■ EXERCISE TASKS
1. Sum up the Rock Hill news passage in two sentences.
2. Retype the Rock Hill news passage from "What happens next for those" to "with race relations?".

What happens next for those trying to curb gun violence as the mass killings continue?
What happens next for in a community that has struggled with race relations?
And what happens next to the NFL, which faces increasing scrutiny about its care for retired players?
'They'll come take away your guns'
Billed as a revival, a rally against gun violence in Rock Hill is scheduled for Saturday.
In 2020, there were nine homicides in Rock Hill and six of them were shooting deaths, according to Michael Chavis, Public Information Officer for the Rock Hill Police Department. Less than five months into 2021, there have been six homicides and five of them were shooting deaths, according to Chavis, who said the Adams shootings are not included in that total because they took place outside the incorporated city limits of Rock Hill.
In the York County Sheriff's Office jurisdiction, which includes the neighborhood where the Adams lived and the shootings took place, there were seven shooting deaths in 2020 and there already have been seven shooting deaths in 2021, according to the sheriff's office.
“It’s like a revival and we need to revive our city,’’ said Nikita Jackson, a Rock Hill councilwoman who noted the event was in the works before the Adams killings. “We need to have an awakening in our city to let the people know that this is not the direction we want to let our city to go in."
Jackson declined to address the Adams’ killings but said, “The solution is we need to have responsible gun owners and gun carriers.

Stored items from a collection:
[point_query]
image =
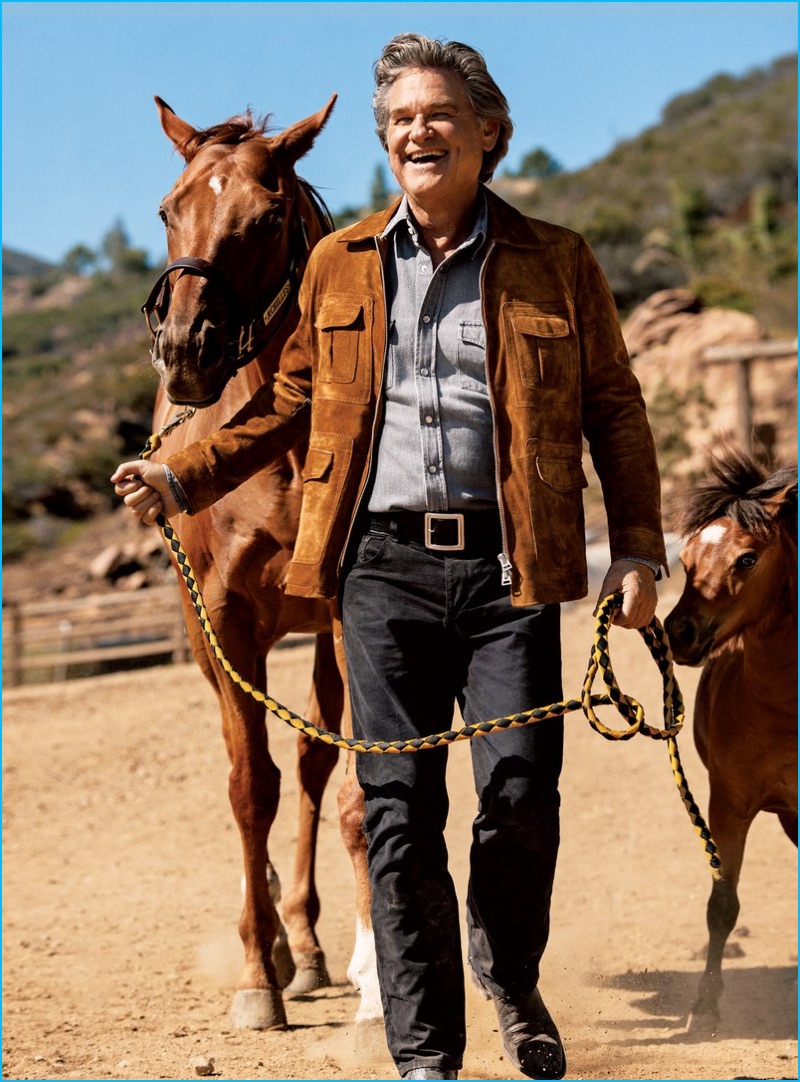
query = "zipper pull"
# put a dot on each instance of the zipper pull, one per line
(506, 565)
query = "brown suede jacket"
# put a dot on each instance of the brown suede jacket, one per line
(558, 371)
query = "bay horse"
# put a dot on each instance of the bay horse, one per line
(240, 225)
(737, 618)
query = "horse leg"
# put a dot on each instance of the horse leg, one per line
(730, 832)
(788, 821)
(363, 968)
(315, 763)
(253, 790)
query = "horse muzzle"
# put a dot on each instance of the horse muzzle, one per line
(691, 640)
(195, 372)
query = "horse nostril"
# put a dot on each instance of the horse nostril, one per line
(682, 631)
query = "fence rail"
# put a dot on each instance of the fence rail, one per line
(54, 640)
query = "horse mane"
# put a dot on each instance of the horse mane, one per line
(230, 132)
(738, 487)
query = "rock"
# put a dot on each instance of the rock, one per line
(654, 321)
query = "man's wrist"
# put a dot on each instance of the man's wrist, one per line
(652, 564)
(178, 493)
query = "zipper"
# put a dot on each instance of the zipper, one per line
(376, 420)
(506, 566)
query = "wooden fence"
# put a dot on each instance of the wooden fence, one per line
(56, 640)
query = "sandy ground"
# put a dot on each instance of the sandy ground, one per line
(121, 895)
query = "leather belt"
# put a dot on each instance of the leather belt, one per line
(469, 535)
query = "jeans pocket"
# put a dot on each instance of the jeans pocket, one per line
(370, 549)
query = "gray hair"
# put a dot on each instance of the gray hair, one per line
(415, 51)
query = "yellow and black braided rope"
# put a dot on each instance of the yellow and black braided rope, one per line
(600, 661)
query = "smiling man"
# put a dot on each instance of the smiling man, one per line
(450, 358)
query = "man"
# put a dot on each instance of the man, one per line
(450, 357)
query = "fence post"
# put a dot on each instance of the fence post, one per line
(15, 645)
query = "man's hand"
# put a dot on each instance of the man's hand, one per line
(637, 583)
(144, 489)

==

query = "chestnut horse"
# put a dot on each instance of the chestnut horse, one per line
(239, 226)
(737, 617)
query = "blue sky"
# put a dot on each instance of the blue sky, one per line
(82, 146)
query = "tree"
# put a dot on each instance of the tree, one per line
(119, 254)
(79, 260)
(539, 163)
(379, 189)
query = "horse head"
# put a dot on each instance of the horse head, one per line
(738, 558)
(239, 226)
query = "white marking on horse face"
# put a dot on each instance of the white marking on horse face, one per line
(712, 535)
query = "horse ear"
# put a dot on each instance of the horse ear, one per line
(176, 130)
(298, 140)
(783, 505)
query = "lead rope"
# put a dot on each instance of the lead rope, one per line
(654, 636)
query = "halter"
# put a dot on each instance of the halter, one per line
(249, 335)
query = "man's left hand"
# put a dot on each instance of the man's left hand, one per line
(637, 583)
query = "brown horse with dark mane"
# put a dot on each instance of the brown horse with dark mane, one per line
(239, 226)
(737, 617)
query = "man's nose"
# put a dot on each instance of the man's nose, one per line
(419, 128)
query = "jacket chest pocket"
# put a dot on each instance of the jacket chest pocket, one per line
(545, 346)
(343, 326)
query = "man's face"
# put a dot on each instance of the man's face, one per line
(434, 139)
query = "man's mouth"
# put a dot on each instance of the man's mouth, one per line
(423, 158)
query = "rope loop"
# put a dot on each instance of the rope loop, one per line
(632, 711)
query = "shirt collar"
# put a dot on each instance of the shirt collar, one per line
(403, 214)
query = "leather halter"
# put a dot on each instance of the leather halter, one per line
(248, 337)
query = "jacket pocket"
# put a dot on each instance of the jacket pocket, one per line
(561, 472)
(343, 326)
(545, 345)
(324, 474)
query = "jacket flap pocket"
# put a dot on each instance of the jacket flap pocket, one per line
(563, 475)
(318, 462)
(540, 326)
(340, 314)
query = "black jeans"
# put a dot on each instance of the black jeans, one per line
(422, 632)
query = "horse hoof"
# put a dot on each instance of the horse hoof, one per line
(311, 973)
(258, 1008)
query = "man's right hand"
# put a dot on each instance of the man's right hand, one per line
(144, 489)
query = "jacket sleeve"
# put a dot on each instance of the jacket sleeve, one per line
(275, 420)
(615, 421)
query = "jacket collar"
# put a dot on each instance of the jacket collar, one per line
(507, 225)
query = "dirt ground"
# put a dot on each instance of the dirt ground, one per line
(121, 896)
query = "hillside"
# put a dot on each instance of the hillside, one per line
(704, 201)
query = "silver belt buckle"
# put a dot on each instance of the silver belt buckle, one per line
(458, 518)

==

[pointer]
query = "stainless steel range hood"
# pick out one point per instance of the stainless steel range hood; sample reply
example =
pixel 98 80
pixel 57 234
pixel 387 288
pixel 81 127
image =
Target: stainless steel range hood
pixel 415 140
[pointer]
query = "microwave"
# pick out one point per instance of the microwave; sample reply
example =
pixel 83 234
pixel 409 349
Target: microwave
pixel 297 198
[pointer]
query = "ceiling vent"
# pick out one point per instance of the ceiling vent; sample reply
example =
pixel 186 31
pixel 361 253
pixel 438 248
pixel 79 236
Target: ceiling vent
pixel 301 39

■ RESPONSES
1. A rally against gun violence, billed as a revival, is scheduled for Saturday in Rock Hill, where police and the York County Sheriff's Office report that shooting deaths in 2021 have already nearly matched or equaled the 2020 totals. Rock Hill councilwoman Nikita Jackson said the city needs an awakening and that the solution is responsible gun owners and gun carriers.

2.
What happens next for those trying to curb gun violence as the mass killings continue?
What happens next for in a community that has struggled with race relations?